### [EXTRACTED TEXT]
────────────────────

Who's at the other end
It's important we as adults (and our children) know who they are interacting with at the other end of messages/texts and friend groups.  There are nasties and predators out there who we wouldn't want our kids to associate with.  It's important to have an awareness of friends, chat rooms and groups and making sure the interaction isn't with strangers.  Anything suspicious or out of the ordinary should be reported.  Regular monitoring and discussing the subject is key and asking the right questions.  For example - have you have received messages from strangers?  Has anyone been unpleasant to you online?
Online gaming is big, big business and both adults and kids enjoy taking part in games with high quality, mind-blowing graphics that look as if they are on par with big budget movies.  When it comes to making sure our kids are safe, there are some things to think about;
*Make sure you know what games your kids are playing
*Check the content and certification of the games and make sure they are age appropriate
*Online games can include chat windows and interaction with other gamers around the world.  It's important to know   who our kids are speaking to 
*Chat windows are an open door into the wider world so keep an eye on offensive language and online bullying tactics.  
*Online gaming can involve additional purchases to enhance the experience so it's important to keep an eye on this to ensure large bills aren't being ran up
PEGI ratings
Pan European Gaming Information ratings appear on games to give a categorisation of it's age appropriate content.  It's worth be aware of this rating on the games our kids are playing
Parental Controls
Setting up and enabling parental controls is one way of ensuring our children aren't accessing inappropriate content, making in-app purchases and spending too much time online.
Parental controls are essentially tools or software designed for this purpose.  They can be applied on web browsers, games consoles, mobile devices, Wi-Fi settings, Apps and online films, music and television.
Internet Service Providers (ISPs) usually provide free parental controls for online use so it's worth looking into and activating them if not already.
Not all services on line have strong parental controls so sometimes it's back to basics and regular checking and monitoring what's going on.  
Parental control software is used to maintain the level of control and safe guard children from some of the nasties out on the internet.  There are a number of products out there which allow us to track what ours kids are accessing, apply time limits and block out certain websites or content.
As per a recent post in Tech Radar, here is a rundown of some of the free parental control software currently available.
A suite of parental control tools allowing content filitering and time limit controls across different platfroms including Windows, Mac and Android
Used at the internet or Wi-Fi router level, this software blocks out internet domains and specific sites. Also cross platform
Provides an activity log of what's being typed in and conversations in Skype chat windows.  Geared toward Android
Monitoring software as opposed to parental control.  Tracks what's being typed and saved (big brother or what)
A web browser designed for younger kids.
...and there are plenty more...

────────────────────

### [ITEMS]

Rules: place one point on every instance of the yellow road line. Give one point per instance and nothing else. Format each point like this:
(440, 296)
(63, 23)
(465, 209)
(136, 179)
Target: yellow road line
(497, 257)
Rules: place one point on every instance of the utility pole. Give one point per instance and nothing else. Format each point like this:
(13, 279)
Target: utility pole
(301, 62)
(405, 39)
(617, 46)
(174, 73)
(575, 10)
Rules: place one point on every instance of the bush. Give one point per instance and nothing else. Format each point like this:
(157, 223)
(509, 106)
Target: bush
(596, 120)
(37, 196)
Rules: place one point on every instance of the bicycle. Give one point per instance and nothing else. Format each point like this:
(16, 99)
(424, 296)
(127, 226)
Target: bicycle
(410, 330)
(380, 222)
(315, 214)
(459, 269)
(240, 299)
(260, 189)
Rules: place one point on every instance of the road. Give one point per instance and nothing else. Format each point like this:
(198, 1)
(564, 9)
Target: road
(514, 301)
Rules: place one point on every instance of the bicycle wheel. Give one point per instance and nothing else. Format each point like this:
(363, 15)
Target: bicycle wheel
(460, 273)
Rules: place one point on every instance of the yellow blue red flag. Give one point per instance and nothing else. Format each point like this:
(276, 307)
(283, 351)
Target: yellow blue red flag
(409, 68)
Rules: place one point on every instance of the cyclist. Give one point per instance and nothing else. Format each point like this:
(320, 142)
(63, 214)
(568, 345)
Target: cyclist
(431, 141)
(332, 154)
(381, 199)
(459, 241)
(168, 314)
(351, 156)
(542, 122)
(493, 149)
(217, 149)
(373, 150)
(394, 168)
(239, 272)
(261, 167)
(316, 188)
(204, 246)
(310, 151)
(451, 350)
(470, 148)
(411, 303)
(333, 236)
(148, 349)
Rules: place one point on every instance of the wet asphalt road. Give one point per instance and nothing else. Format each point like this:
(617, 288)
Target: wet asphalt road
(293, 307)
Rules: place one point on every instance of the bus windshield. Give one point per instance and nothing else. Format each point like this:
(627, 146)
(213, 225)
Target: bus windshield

────────────────────

### [CHALLENGE A]
In the text on children's online safety, what are the answers to these?
(i) What does the abbreviation PEGI stand for?
(ii) Who usually provides free parental controls for online use?
(iii) What should be done with anything suspicious or out of the ordinary?
### [CHALLENGE B]
Can you reproduce the part of the text on children's online safety starting with "Internet Service Providers" and going on through "websites or content."?

### [ANSWER A]
(i) Pan European Gaming Information
(ii) Internet Service Providers (ISPs)
(iii) It should be reported.

### [ANSWER B]
Internet Service Providers (ISPs) usually provide free parental controls for online use so it's worth looking into and activating them if not already.
Not all services on line have strong parental controls so sometimes it's back to basics and regular checking and monitoring what's going on.  
Parental control software is used to maintain the level of control and safe guard children from some of the nasties out on the internet.  There are a number of products out there which allow us to track what ours kids are accessing, apply time limits and block out certain websites or content.